TASK TO CARRY OUT -> If a record contains a picture, skip the picture and transcribe the rest exactly.

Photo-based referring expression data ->

------------------------------------------------------------------------

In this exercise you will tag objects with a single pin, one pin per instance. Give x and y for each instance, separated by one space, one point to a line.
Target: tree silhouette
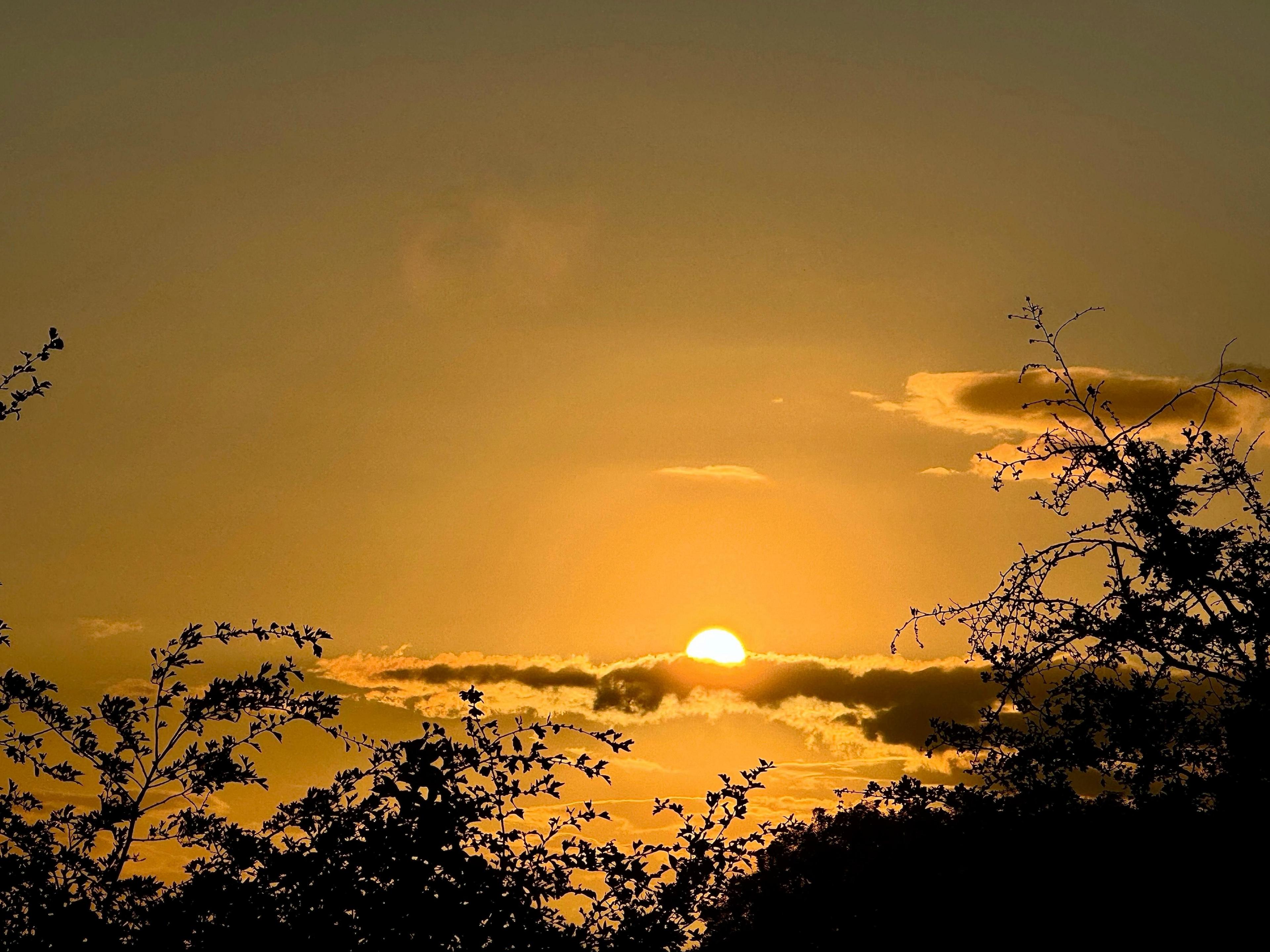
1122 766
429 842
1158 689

------------------------------------------------------------------------

WORKED SOLUTION ->
In this exercise you will tag objects with a single pin, one pin per instance. Give x and y for each instance, separated by one space, one point to a line.
Target: tree silhouette
1122 766
429 842
1158 689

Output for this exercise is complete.